- [TEXTE À LIRE]:
Cate Le Bon, Lee Ranaldo et Yuri Landman, Caroline (Festival Les Indisciplinées 2022)

Cate Le Bon, Lee Ranaldo et Yuri Landman, Caroline (Festival Les Indisciplinées 2022) en concert

Hydrophone, Lorient 9 novembre 2022

Critique écrite le par

Le festival des Indisciplinées à Lorient rentre dans sa deuxième semaine ce mercredi 3 novembre, et l'on regagne avec toujours autant de plaisir la chaleureuse salle de l'Hydrophone à Lorient pour une soirée intrigante : la magnifique Cate Le Bon partage l'affiche avec Lee Ranaldo - accompagné pour l'occasion de Yuri Landman - et les Londoniens de Caroline. On ne louera jamais assez l'audace et le bon goût des organisateurs et programmateurs de cet événement automnal, et l'on militerait bien volontiers pour réclamer une augmentation plus que significative de leurs salaires pour service rendu à la nation ! Ce soir, très clairement, on sortira des sentiers battus du mainstream et des évidences commerciales pour se confronter à la liberté artistique totale - qui ne va jamais sans risque- de jeunes et de moins jeunes créateurs et créatrices.

- [LIGNES FOURNIES]:
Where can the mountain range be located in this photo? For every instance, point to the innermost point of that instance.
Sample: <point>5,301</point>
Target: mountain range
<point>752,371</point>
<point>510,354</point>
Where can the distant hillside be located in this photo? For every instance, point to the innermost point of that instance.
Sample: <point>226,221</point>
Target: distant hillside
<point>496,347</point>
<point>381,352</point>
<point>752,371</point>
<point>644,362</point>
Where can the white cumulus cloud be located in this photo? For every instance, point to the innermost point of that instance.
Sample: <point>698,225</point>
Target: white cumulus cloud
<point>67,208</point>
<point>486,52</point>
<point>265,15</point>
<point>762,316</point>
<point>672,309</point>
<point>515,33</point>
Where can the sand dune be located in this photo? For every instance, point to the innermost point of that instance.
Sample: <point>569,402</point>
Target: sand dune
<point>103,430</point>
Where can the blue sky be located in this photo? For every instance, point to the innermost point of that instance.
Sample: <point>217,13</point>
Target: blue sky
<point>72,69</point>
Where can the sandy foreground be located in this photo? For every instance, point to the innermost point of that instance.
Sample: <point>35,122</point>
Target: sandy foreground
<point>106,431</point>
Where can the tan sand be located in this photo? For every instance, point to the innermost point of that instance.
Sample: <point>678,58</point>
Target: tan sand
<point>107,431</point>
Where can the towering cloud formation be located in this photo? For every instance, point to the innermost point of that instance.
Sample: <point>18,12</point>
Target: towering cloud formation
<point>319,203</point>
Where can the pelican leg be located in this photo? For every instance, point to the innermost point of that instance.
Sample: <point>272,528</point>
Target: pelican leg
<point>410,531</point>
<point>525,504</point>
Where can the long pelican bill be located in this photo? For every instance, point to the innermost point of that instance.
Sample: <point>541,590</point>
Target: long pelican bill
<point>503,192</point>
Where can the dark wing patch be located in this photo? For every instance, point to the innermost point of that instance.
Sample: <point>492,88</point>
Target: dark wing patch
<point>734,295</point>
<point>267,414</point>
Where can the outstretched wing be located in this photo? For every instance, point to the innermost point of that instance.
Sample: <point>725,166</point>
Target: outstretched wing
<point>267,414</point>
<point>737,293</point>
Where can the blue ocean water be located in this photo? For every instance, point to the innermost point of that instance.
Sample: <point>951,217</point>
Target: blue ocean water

- [CONSIGNE ÉCRITE]:
Recopiez le passage de la critique du concert qui va de « Le festival des » jusqu'à « créateurs et créatrices. ». Les lignes forment un matériau à part, distinct de la critique du concert.

- [CORRIGÉ]:
Le festival des Indisciplinées à Lorient rentre dans sa deuxième semaine ce mercredi 3 novembre, et l'on regagne avec toujours autant de plaisir la chaleureuse salle de l'Hydrophone à Lorient pour une soirée intrigante : la magnifique Cate Le Bon partage l'affiche avec Lee Ranaldo - accompagné pour l'occasion de Yuri Landman - et les Londoniens de Caroline. On ne louera jamais assez l'audace et le bon goût des organisateurs et programmateurs de cet événement automnal, et l'on militerait bien volontiers pour réclamer une augmentation plus que significative de leurs salaires pour service rendu à la nation ! Ce soir, très clairement, on sortira des sentiers battus du mainstream et des évidences commerciales pour se confronter à la liberté artistique totale - qui ne va jamais sans risque- de jeunes et de moins jeunes créateurs et créatrices.